WHAT YOU ARE ASKED TO DO> Please write out all of the material below line for line, without changing a single character. Leave the pictures out of your copy.
:: TASK INPUT
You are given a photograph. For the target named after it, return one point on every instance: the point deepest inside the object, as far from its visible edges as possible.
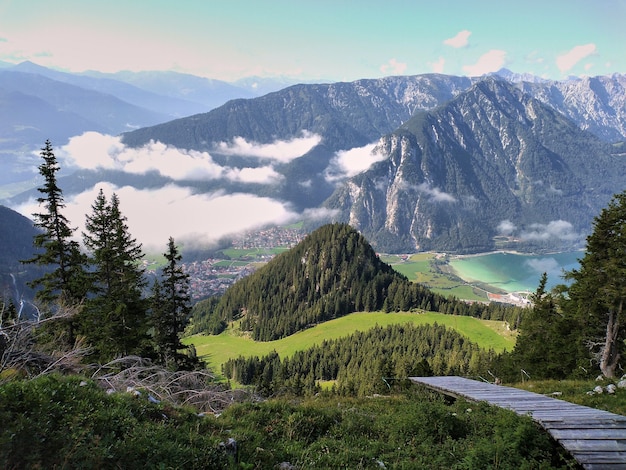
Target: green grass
(230, 344)
(420, 267)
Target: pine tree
(598, 291)
(171, 311)
(115, 319)
(66, 281)
(545, 347)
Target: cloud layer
(178, 210)
(94, 151)
(348, 163)
(194, 219)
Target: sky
(336, 40)
(313, 40)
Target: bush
(67, 422)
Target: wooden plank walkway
(595, 438)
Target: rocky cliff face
(492, 162)
(597, 104)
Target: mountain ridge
(447, 188)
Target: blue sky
(337, 40)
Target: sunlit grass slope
(230, 344)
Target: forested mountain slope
(332, 272)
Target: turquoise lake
(515, 272)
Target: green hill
(218, 349)
(333, 272)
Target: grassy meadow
(432, 270)
(231, 343)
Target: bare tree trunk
(609, 355)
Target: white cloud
(260, 175)
(281, 150)
(568, 60)
(491, 61)
(435, 194)
(438, 66)
(347, 163)
(560, 229)
(460, 40)
(155, 215)
(393, 67)
(506, 227)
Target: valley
(483, 277)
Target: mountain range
(443, 163)
(465, 165)
(39, 103)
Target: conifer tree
(598, 291)
(171, 311)
(545, 347)
(66, 281)
(115, 320)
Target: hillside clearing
(217, 349)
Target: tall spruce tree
(598, 291)
(64, 280)
(115, 318)
(545, 347)
(171, 311)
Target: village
(212, 276)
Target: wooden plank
(589, 434)
(611, 445)
(602, 457)
(595, 438)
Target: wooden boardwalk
(595, 438)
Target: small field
(230, 344)
(432, 270)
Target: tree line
(334, 271)
(364, 363)
(104, 282)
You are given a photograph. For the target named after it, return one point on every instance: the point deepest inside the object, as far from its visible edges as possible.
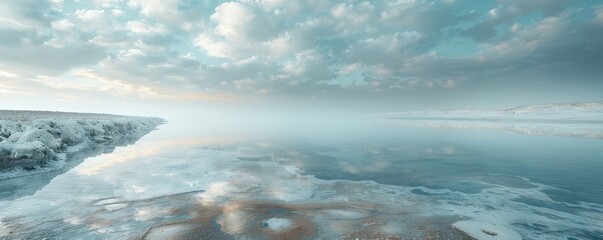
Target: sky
(149, 56)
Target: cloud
(306, 48)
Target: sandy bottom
(192, 193)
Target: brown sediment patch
(302, 228)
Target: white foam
(487, 231)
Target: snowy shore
(30, 139)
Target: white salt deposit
(29, 140)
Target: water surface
(354, 180)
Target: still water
(341, 181)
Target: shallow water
(360, 180)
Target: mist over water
(231, 174)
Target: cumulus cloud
(309, 47)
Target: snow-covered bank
(30, 139)
(588, 112)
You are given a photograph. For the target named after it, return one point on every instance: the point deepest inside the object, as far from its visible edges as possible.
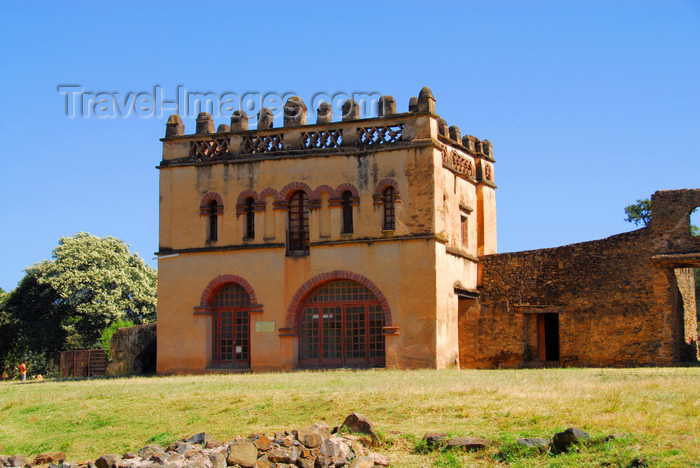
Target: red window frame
(341, 325)
(231, 328)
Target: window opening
(342, 324)
(389, 215)
(213, 227)
(231, 330)
(298, 232)
(347, 213)
(250, 218)
(548, 336)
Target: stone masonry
(627, 300)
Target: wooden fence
(83, 363)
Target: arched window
(212, 224)
(249, 218)
(347, 212)
(298, 225)
(388, 200)
(231, 330)
(341, 325)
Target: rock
(263, 462)
(358, 449)
(329, 448)
(344, 450)
(321, 429)
(17, 460)
(309, 438)
(44, 458)
(380, 460)
(162, 458)
(615, 436)
(108, 460)
(362, 462)
(534, 442)
(283, 455)
(213, 443)
(467, 443)
(305, 463)
(638, 463)
(242, 452)
(218, 459)
(434, 439)
(201, 438)
(147, 451)
(358, 423)
(563, 440)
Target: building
(340, 243)
(372, 243)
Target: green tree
(66, 302)
(639, 212)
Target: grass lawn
(657, 408)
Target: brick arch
(343, 187)
(269, 191)
(324, 188)
(206, 301)
(292, 187)
(381, 186)
(347, 187)
(243, 196)
(208, 197)
(319, 280)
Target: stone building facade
(627, 300)
(371, 242)
(344, 243)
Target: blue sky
(589, 104)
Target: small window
(249, 218)
(213, 228)
(347, 213)
(465, 230)
(298, 225)
(389, 214)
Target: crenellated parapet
(467, 156)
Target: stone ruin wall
(133, 350)
(616, 308)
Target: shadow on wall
(133, 351)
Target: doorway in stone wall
(341, 325)
(548, 337)
(231, 328)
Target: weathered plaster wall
(397, 268)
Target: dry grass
(658, 408)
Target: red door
(341, 326)
(231, 328)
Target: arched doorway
(341, 325)
(231, 327)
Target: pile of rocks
(312, 447)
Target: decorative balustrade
(388, 128)
(322, 139)
(209, 148)
(458, 163)
(253, 144)
(380, 135)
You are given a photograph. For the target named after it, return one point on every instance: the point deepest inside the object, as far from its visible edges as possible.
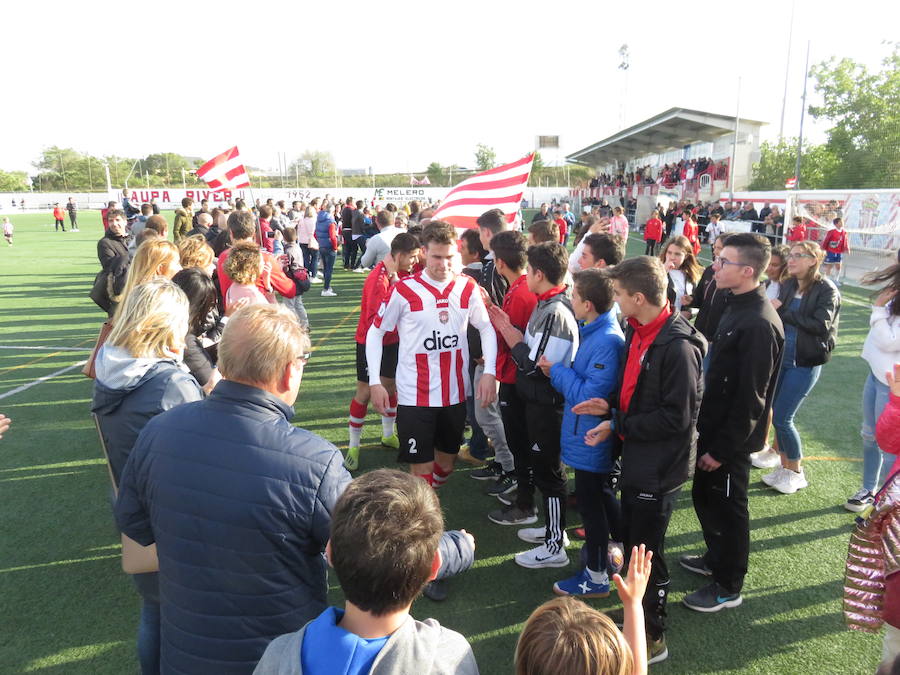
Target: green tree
(435, 173)
(14, 181)
(778, 162)
(864, 108)
(485, 157)
(313, 164)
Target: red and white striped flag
(497, 188)
(225, 171)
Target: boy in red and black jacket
(658, 401)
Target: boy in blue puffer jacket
(594, 373)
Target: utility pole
(787, 70)
(802, 117)
(737, 124)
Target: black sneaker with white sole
(503, 485)
(695, 564)
(492, 471)
(513, 515)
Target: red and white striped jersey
(431, 318)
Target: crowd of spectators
(668, 175)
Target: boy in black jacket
(660, 387)
(740, 385)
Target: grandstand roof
(671, 129)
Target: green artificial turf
(68, 608)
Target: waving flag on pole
(225, 171)
(497, 188)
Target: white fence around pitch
(170, 198)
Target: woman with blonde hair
(677, 256)
(194, 251)
(140, 375)
(809, 305)
(153, 258)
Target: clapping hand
(631, 589)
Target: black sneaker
(508, 498)
(513, 515)
(712, 598)
(695, 564)
(492, 471)
(505, 484)
(860, 501)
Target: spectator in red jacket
(798, 230)
(653, 233)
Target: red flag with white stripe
(497, 188)
(225, 171)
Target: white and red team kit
(431, 318)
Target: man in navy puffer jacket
(594, 373)
(239, 502)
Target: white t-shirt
(431, 318)
(682, 287)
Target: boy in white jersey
(431, 311)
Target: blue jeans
(876, 463)
(148, 627)
(794, 383)
(327, 256)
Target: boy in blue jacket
(593, 373)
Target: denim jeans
(328, 256)
(148, 640)
(876, 463)
(794, 383)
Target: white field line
(29, 385)
(48, 349)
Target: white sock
(598, 577)
(387, 424)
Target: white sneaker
(541, 557)
(535, 535)
(765, 459)
(771, 478)
(790, 482)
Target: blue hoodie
(594, 374)
(323, 225)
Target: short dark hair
(510, 247)
(473, 242)
(404, 243)
(440, 232)
(551, 259)
(544, 230)
(643, 274)
(157, 223)
(493, 220)
(241, 224)
(384, 218)
(385, 530)
(595, 286)
(609, 248)
(754, 250)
::::
WRITTEN SOLUTION>
You are given a photograph. For the target named after it, return one point on every instance: the point deepest inside the object, as far from its visible edges as possible.
Target: green grass
(230, 344)
(420, 267)
Target: pine tree
(598, 291)
(171, 311)
(115, 319)
(66, 281)
(545, 347)
Target: cloud layer
(178, 210)
(94, 151)
(348, 163)
(194, 219)
Target: sky
(336, 40)
(313, 40)
Target: bush
(67, 422)
Target: wooden plank walkway
(595, 438)
Target: rocky cliff face
(492, 162)
(597, 104)
Target: mountain ridge
(447, 188)
Target: blue sky
(337, 40)
Target: sunlit grass slope
(230, 344)
Target: forested mountain slope
(332, 272)
Target: turquoise lake
(515, 272)
Target: green hill
(218, 349)
(333, 272)
Target: grassy meadow
(432, 270)
(231, 343)
Target: bare tree trunk
(609, 355)
Target: white cloud
(260, 175)
(281, 150)
(568, 60)
(491, 61)
(435, 194)
(438, 66)
(347, 163)
(560, 229)
(460, 40)
(155, 215)
(393, 67)
(506, 227)
Target: valley
(483, 277)
Target: mountain range
(443, 163)
(465, 165)
(39, 103)
Target: conifer tree
(598, 291)
(171, 311)
(545, 347)
(66, 281)
(115, 320)
Target: hillside clearing
(217, 349)
Target: tall spruce tree
(598, 291)
(64, 280)
(115, 318)
(545, 347)
(171, 311)
Target: village
(212, 276)
Target: wooden plank
(589, 434)
(611, 445)
(602, 457)
(595, 438)
Target: wooden boardwalk
(595, 438)
Target: small field
(230, 344)
(432, 270)
Target: tree line
(334, 271)
(364, 363)
(104, 282)
You are given a photograph. For the target named after it, return one point on every instance: the point deepest inside the object, as far from its visible edges as possible.
Target: sky
(149, 56)
Target: cloud
(306, 48)
Target: sandy bottom
(192, 193)
Target: brown sediment patch
(302, 228)
Target: white foam
(487, 231)
Target: snowy shore
(30, 139)
Target: white salt deposit
(29, 140)
Target: water surface
(354, 180)
Target: still water
(341, 181)
Target: shallow water
(360, 180)
Target: mist over water
(231, 174)
Target: cumulus cloud
(309, 47)
Target: snow-covered bank
(30, 139)
(588, 112)
You are given a photograph. For the target named after it, return one point on every instance: the point deepest inside the object, as far from its visible edges as possible.
Target: red window frame
(341, 325)
(231, 328)
Target: window opening
(342, 324)
(389, 215)
(213, 227)
(231, 330)
(298, 232)
(347, 213)
(250, 218)
(548, 336)
Target: stone masonry
(627, 300)
Target: wooden fence
(83, 363)
Target: arched window
(212, 224)
(249, 218)
(347, 212)
(298, 225)
(388, 200)
(231, 330)
(341, 325)
Target: rock
(263, 462)
(358, 449)
(329, 448)
(344, 450)
(321, 429)
(17, 460)
(309, 438)
(44, 458)
(380, 460)
(162, 458)
(615, 436)
(108, 460)
(362, 462)
(534, 442)
(283, 455)
(213, 443)
(467, 443)
(305, 463)
(638, 463)
(242, 452)
(218, 459)
(434, 439)
(201, 438)
(147, 451)
(358, 423)
(563, 440)
Target: building
(340, 243)
(372, 243)
Target: green tree
(66, 302)
(639, 212)
Target: grass lawn
(657, 408)
Target: brick arch
(343, 187)
(269, 191)
(324, 188)
(206, 301)
(292, 187)
(381, 186)
(347, 187)
(243, 196)
(208, 197)
(319, 280)
Target: stone building facade
(627, 300)
(371, 242)
(344, 243)
Target: blue sky
(589, 104)
Target: small window
(249, 218)
(213, 228)
(347, 213)
(465, 230)
(298, 225)
(389, 214)
Target: crenellated parapet
(467, 156)
Target: stone ruin wall
(133, 350)
(616, 308)
Target: shadow on wall
(133, 351)
Target: doorway in stone wall
(341, 325)
(548, 337)
(231, 328)
Target: weathered plaster wall
(397, 268)
Target: dry grass
(658, 408)
Target: red door
(341, 326)
(231, 328)
Target: arched doorway
(341, 325)
(231, 327)
Target: pile of rocks
(312, 447)
Target: decorative balustrade
(388, 128)
(322, 139)
(209, 148)
(458, 163)
(253, 144)
(380, 135)
You are given a photograph. For the target named after it, return one point on every instance: the point deepest inside the object, as far from its visible edges as possible.
Target: green tree
(435, 173)
(14, 181)
(778, 162)
(864, 108)
(485, 157)
(313, 164)
Target: red and white striped flag
(497, 188)
(225, 171)
Target: boy in red and black jacket
(658, 401)
Target: boy in blue puffer jacket
(594, 373)
Target: utility pole
(787, 70)
(802, 117)
(737, 124)
Target: black sneaker with white sole
(503, 485)
(695, 564)
(492, 471)
(513, 515)
Target: red and white striped jersey
(431, 318)
Target: crowd of spectators
(668, 175)
Target: boy in black jacket
(660, 387)
(740, 385)
Target: grandstand roof
(671, 129)
Target: green artificial turf
(68, 608)
Target: waving flag on pole
(225, 171)
(497, 188)
Target: white fence around pitch
(170, 198)
Target: woman with blonde hair
(677, 256)
(194, 251)
(140, 375)
(809, 305)
(153, 258)
Target: clapping hand
(631, 589)
Target: black sneaker
(508, 498)
(513, 515)
(712, 598)
(695, 564)
(492, 471)
(505, 484)
(860, 501)
Target: spectator in red jacket
(798, 230)
(653, 233)
Target: red flag with white stripe
(497, 188)
(225, 171)
Target: white and red team kit
(431, 318)
Target: man in navy puffer jacket
(594, 373)
(239, 502)
Target: white t-shirt
(431, 318)
(682, 287)
Target: boy in white jersey
(431, 311)
Target: blue jeans
(876, 463)
(148, 627)
(794, 383)
(327, 256)
Target: boy in blue jacket
(593, 373)
Target: denim jeans
(328, 256)
(148, 640)
(876, 463)
(794, 383)
Target: white field line
(29, 385)
(48, 349)
Target: white sock
(598, 577)
(387, 424)
Target: white sneaker
(541, 557)
(535, 535)
(765, 459)
(771, 478)
(790, 482)
Target: blue hoodie
(594, 374)
(323, 225)
Target: short dark hair
(510, 247)
(473, 242)
(404, 243)
(440, 232)
(551, 259)
(544, 230)
(643, 274)
(157, 223)
(493, 220)
(241, 224)
(384, 218)
(385, 530)
(595, 286)
(609, 248)
(754, 250)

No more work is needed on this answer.